=== Written exercise ===
Count the lines in the records below that contain the word "hand", matching case exactly, and give only that number.

****

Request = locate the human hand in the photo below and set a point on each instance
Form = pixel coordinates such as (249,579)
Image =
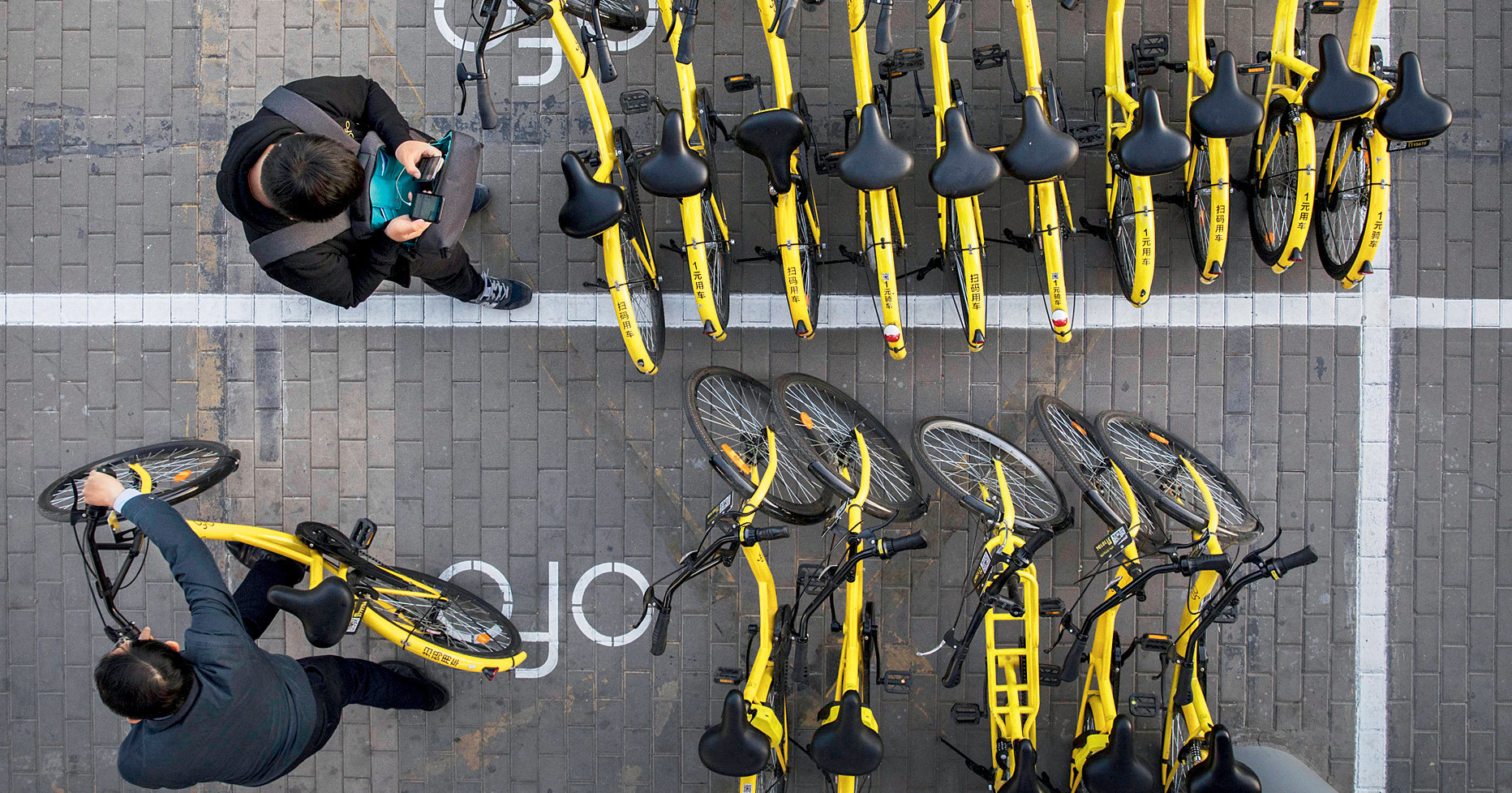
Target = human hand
(101,490)
(410,154)
(406,229)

****

=== Full answer ===
2